Quote every one of the entries below word for word, adding nothing and leaving nothing out.
= = = = = = =
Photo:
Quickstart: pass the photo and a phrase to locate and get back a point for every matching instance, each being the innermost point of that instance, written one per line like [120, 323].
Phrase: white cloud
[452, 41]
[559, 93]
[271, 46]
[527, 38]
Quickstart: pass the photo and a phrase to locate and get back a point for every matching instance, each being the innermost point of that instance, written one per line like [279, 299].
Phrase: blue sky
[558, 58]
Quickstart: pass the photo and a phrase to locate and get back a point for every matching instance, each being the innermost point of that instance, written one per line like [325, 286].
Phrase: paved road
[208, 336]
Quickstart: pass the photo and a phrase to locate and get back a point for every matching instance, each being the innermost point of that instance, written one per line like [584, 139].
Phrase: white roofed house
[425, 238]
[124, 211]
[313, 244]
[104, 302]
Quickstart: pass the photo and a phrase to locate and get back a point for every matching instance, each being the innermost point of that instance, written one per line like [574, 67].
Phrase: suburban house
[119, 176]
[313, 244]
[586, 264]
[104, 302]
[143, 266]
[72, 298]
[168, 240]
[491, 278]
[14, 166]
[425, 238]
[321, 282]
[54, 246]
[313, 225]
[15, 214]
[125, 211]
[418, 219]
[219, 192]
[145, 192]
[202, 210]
= = = = = = =
SOLUTION FOR THIS PROBLEM →
Photo:
Quickstart: pass the photo and a phrase to locate and get back a point for every matching instance, each being the innermost point of that instance, written one per line like [120, 323].
Phrase: white cloud
[452, 41]
[559, 93]
[271, 46]
[527, 38]
Quickstart: pass the photo and a phrase to locate and get back a point for every matching instance, each being the innermost point of that instance, written one per line like [279, 299].
Phrase: blue sky
[558, 58]
Quickstart: pass the photo and a phrase to locate and get back a point for every matching instance, each being the innermost point of that instance, written one per line like [325, 286].
Phrase: paved road
[208, 336]
Quickstart: pass the photo and a phrase to locate and get back a point for every matching instance, each being the innermost point of that instance, written one per line like [584, 139].
Phrase: white roofed house
[425, 238]
[124, 211]
[313, 244]
[104, 302]
Quickstart: pass the photo and a phrase to locate and get back a point for every matching instance, each being the innermost point of that instance, written one per line like [574, 67].
Phrase: suburban house
[119, 176]
[313, 244]
[586, 264]
[104, 302]
[143, 266]
[72, 298]
[168, 240]
[491, 278]
[14, 166]
[425, 238]
[321, 282]
[54, 246]
[313, 225]
[15, 214]
[125, 211]
[418, 219]
[219, 192]
[145, 192]
[202, 210]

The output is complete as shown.